How to complete this task
Write out, from the entries below, exactly the lines that run between the lines holding "<point>415,95</point>" and "Where can the orange pepper be", inclusive, and stop there.

Provided material

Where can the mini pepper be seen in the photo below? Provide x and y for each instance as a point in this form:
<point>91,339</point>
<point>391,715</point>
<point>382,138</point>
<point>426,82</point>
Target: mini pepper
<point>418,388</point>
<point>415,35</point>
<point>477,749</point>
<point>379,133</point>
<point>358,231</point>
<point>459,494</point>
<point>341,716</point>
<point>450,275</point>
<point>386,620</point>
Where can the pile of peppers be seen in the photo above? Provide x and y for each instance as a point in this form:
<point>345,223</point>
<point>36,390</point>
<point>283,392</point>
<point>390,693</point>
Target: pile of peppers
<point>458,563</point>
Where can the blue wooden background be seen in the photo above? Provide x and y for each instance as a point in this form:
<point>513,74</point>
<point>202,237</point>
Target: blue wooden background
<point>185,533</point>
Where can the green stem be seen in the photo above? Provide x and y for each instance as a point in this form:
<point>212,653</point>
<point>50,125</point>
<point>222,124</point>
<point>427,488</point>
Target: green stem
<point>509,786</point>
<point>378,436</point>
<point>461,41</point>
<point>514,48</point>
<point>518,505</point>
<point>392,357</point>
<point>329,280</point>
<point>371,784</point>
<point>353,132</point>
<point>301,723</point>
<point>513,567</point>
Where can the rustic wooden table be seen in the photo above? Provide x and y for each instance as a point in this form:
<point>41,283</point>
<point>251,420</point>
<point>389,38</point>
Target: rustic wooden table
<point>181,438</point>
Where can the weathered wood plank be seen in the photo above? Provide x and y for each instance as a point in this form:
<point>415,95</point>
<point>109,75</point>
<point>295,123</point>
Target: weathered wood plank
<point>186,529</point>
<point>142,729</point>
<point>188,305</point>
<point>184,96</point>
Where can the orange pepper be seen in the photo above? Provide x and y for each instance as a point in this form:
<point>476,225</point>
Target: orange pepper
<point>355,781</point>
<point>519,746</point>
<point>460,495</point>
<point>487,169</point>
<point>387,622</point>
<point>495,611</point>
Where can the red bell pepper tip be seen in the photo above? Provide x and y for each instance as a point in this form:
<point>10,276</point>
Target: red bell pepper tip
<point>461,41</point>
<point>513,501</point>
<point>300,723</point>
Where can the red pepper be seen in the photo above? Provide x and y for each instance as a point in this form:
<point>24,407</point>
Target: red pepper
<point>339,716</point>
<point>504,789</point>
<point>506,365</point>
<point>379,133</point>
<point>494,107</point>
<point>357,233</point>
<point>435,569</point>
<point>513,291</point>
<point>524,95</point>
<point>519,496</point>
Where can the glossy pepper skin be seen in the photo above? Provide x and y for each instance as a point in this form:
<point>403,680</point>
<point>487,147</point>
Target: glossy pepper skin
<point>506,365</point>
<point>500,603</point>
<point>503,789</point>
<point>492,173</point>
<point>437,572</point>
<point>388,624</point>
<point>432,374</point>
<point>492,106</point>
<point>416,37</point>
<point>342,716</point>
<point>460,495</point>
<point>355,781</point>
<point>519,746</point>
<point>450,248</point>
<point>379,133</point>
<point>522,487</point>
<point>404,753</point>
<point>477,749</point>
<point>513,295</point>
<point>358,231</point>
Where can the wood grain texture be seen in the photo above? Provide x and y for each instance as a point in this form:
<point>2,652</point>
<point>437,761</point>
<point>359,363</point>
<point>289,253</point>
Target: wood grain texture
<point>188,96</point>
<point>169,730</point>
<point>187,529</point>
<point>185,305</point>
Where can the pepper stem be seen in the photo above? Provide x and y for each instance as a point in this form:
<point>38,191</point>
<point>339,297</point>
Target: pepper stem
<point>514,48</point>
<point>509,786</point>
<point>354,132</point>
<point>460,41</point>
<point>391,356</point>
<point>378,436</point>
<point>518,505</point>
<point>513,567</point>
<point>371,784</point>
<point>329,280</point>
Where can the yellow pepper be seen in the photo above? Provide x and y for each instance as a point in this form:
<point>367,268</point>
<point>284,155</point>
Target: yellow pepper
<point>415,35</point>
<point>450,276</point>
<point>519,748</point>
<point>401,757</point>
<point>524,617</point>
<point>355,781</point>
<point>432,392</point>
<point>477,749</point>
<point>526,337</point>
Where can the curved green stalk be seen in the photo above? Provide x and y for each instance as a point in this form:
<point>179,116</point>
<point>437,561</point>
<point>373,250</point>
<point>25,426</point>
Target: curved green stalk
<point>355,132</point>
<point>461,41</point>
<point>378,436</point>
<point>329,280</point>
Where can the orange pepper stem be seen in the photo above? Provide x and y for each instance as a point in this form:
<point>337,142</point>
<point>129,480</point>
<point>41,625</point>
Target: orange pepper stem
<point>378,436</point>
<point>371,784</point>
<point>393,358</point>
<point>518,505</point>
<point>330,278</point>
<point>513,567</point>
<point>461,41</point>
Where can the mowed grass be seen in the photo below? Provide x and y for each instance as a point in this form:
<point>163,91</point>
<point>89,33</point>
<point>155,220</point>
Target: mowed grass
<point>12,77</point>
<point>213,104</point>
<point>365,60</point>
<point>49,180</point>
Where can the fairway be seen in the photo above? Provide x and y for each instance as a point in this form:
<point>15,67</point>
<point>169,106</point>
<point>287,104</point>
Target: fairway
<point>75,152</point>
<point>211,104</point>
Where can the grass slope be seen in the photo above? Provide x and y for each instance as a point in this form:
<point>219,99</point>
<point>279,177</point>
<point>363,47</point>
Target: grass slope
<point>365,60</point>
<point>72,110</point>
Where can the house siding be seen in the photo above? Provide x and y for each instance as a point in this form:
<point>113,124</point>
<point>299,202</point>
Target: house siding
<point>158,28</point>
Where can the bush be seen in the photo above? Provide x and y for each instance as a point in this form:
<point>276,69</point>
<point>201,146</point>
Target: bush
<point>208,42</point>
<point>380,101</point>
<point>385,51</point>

Exercise result
<point>415,95</point>
<point>109,75</point>
<point>295,123</point>
Target: weathered wood plank
<point>186,529</point>
<point>142,729</point>
<point>188,305</point>
<point>184,96</point>
Where can the orange pepper be seen in the photo above? Provide x and y for each instance as a point in this form:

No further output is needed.